PAGE EXCERPT:
Not saying your wrong..my kit instructions said to add the 2 litres of 30% to 3 litres of deionosed/distilled water.

How are you going to prep your pieces to anodise?
Good results depend on the preperation..

1. I use wire wool and remove all machining marks, then polish to a mirror shine.
2. Clean the part to remove all cutting fluids, and grease from your fingers etc. wear rubber gloves to avoid contaminating the part. I use regular washing up liquid and a stiff brush. Rinse in de-ionised/distilled water
3. Etch the part and rinse in de-ionised/distilled water http://www.gaterosplating.co.uk/Anodise-Stripper-and-Etch.php
4. Use a desmut to remove any surface impurities and rinse in de-ionised/distilled water http://www.gaterosplating.co.uk/Desmut.php
5. Anodise and Rinse in de-ionised/distilled water
6. Dye the part - all my dyes are heated between 40-60°C depending on which color im using. Any hotter and you risk sealing the part!
7. Seal the part in boiling water for 30mins - I use anoseal added to the boiling water. http://www.gaterosplating.co.uk/Anodising-Kit.php


----------



## Codiak (Jan 3, 2012)

Still trying to get a richer yellow like the Kraft Mustard container or the legos...


----------



## Packhorse (Feb 12, 2012)

DATA SHOWN:
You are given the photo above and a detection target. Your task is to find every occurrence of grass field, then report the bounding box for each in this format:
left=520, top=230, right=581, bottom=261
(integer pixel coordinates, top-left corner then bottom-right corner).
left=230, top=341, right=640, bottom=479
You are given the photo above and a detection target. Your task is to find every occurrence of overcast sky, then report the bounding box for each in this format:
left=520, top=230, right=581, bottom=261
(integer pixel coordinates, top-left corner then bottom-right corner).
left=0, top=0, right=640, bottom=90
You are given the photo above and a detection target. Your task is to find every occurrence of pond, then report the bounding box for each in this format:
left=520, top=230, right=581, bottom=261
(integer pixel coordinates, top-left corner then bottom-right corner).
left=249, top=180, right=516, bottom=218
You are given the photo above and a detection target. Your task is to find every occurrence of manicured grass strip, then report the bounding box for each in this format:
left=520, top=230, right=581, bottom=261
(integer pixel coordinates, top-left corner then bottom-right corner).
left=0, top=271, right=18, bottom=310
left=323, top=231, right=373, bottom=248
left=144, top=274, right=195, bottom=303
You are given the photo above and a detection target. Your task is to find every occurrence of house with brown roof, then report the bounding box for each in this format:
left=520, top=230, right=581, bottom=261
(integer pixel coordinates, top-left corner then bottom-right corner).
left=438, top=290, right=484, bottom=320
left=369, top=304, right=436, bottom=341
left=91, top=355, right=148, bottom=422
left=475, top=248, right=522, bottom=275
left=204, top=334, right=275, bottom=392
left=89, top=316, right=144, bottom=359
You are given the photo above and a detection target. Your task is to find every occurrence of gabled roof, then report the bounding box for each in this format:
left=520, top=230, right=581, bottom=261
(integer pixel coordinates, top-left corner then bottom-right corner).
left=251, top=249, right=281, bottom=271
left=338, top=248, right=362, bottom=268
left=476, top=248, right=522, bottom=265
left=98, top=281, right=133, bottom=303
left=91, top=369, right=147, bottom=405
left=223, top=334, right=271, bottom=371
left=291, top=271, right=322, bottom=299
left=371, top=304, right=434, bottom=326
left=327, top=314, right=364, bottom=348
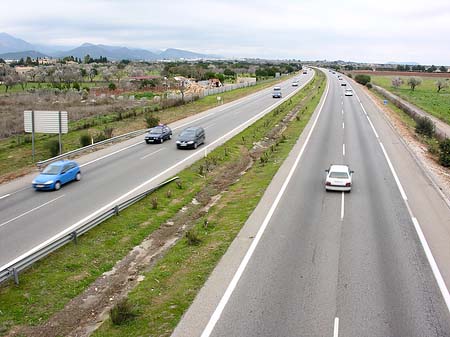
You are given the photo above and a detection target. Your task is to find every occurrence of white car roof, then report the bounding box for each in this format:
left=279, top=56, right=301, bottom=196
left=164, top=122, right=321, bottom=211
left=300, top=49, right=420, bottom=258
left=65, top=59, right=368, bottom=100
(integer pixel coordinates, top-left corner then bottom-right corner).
left=330, top=165, right=349, bottom=172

WRITTEN TASKS:
a: Copy out everything in the anodizing forum excerpt from "How are you" down to "a mirror shine.".
b: In the records, repeat word for word everything from the line containing "occurrence of overcast" down to the line containing "left=144, top=274, right=195, bottom=303", including both of those lines.

TASK-BY-TASK SOLUTIONS:
a:
How are you going to prep your pieces to anodise?
Good results depend on the preperation..

1. I use wire wool and remove all machining marks, then polish to a mirror shine.

b:
You are given the photo above and a detection target. Your task is to find every occurrence of overcast sky, then report the bounding box for each in this format:
left=520, top=230, right=581, bottom=261
(integer pixel coordinates, top-left corner then bottom-right corner).
left=0, top=0, right=640, bottom=90
You are given the photo above and a detection target. Your task is to find every occurrence of pond, then report the bounding box for each in this format:
left=520, top=230, right=581, bottom=261
(integer pixel coordinates, top-left corner then bottom-right corner).
left=249, top=180, right=516, bottom=218
You are given the photo above and a detection target. Your task is to find every occurrence of manicured grass strip, then report the bounding box for each in this format:
left=520, top=230, right=581, bottom=261
(integer pixel coordinates, top-left corner then bottom-right corner).
left=0, top=271, right=18, bottom=310
left=323, top=231, right=373, bottom=248
left=144, top=274, right=195, bottom=303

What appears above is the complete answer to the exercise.